__Work to be completed__: Turn the rows below into a numbered list, skipping any blank lines and omitting the pictures.

=-=-=

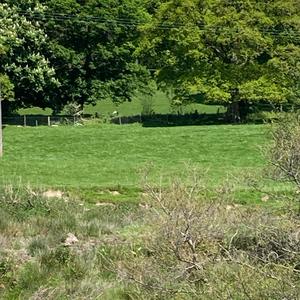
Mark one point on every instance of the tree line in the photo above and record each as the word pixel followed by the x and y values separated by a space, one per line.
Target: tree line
pixel 230 52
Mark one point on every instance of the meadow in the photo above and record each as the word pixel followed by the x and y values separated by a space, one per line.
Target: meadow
pixel 103 211
pixel 108 156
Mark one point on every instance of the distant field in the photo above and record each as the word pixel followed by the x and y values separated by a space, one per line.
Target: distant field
pixel 112 155
pixel 160 104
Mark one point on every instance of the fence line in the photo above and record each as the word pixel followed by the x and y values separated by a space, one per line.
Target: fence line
pixel 37 120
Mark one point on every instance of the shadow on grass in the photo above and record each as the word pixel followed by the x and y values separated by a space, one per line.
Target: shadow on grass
pixel 168 120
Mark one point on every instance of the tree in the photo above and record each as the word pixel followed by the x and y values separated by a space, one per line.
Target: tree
pixel 233 53
pixel 92 44
pixel 25 69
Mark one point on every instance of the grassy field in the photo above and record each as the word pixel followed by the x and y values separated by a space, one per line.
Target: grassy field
pixel 76 223
pixel 160 103
pixel 111 155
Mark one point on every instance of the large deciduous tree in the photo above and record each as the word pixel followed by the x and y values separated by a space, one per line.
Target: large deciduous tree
pixel 26 72
pixel 228 52
pixel 92 46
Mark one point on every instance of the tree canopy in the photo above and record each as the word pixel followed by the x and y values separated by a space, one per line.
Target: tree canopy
pixel 226 52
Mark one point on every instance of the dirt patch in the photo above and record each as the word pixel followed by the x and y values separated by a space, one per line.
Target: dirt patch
pixel 53 194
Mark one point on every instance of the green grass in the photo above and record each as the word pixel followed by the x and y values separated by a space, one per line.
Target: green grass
pixel 160 103
pixel 112 155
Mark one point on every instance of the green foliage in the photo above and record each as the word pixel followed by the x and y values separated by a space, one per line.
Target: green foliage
pixel 23 59
pixel 226 51
pixel 92 49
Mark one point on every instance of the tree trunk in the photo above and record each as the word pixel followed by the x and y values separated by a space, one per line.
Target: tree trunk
pixel 233 112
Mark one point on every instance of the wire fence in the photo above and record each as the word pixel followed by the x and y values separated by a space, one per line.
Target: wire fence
pixel 40 120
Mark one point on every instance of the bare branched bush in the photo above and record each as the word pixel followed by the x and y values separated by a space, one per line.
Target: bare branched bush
pixel 206 249
pixel 285 151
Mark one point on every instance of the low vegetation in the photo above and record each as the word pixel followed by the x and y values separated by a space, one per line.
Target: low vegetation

=-=-=

__Expected answer__:
1. Mark one point on every instance of the tree line in the photo above and record each as the word pixel followed by the x and y values separated by a space, one per line.
2. Target: tree line
3. pixel 230 52
4. Mark one point on every instance of the meadow in the photo above and record each as the word pixel followed by the x and y values separated by a space, one per line.
5. Target: meadow
6. pixel 103 211
7. pixel 108 156
8. Mark one point on every instance of the distant field in the photo above and record each as the word pixel followed by the x and y values separated by a space, one per line.
9. Target: distant field
10. pixel 112 155
11. pixel 160 104
12. Mark one point on every instance of the fence line in the photo above and record each as the word pixel followed by the x and y values separated by a space, one per line.
13. Target: fence line
14. pixel 37 120
15. Mark one point on every instance of the shadow on grass in the photo above and record each as the word pixel followed by the x and y values separated by a space, one per line.
16. Target: shadow on grass
17. pixel 168 120
18. Mark one point on every instance of the tree in the photo above and record each as the word pixel followed by the x and y values separated by a space, one per line.
19. Target: tree
20. pixel 233 53
21. pixel 92 44
22. pixel 25 69
23. Mark one point on every instance of the grassy field in the photo above and record each as the word pixel followed by the x and y values separated by a space, one per line.
24. Target: grassy field
25. pixel 76 223
26. pixel 160 103
27. pixel 111 155
28. Mark one point on every instance of the large deciduous tree in the photo above and record each as the word pixel followed by the x and y values separated by a space, one per line.
29. Target: large deciduous tree
30. pixel 26 72
31. pixel 228 52
32. pixel 92 46
33. Mark one point on every instance of the tree canopy in the photo above and record each as the word pixel followed by the x and y values separated by a space, one per line.
34. Target: tree canopy
35. pixel 226 52
36. Mark one point on every instance of the dirt patch in the photo above and record each as the word pixel followed by the x and y values separated by a space, one per line.
37. Target: dirt patch
38. pixel 53 194
39. Mark one point on every instance of the green grass in the photo above and record each as the word pixel followed by the x and y values separated by a space, one per line.
40. Target: green grass
41. pixel 160 103
42. pixel 112 155
43. Mark one point on every instance of the green foliage in the photo above and record each as the word pixel followed by the x and y values separated by a space, one per line.
44. Target: green foliage
45. pixel 23 59
46. pixel 226 51
47. pixel 92 49
48. Mark one point on every instance of the tree trunk in the photo above and record each as the word pixel followed by the x and y values separated by a space, one per line.
49. Target: tree trunk
50. pixel 233 112
51. Mark one point on every instance of the wire fence in the photo above and record each as the word pixel followed by the x and y values separated by a space, one per line.
52. Target: wire fence
53. pixel 40 120
54. Mark one point on every instance of the bare branched bush in the photo above and record each as the word pixel followed by the x and y values separated by a space, one per line.
55. Target: bare branched bush
56. pixel 206 249
57. pixel 285 151
58. Mark one point on every instance of the low vegetation in the photo above and record each as the word pixel followed by the x and y values separated by a space, one per line.
59. Target: low vegetation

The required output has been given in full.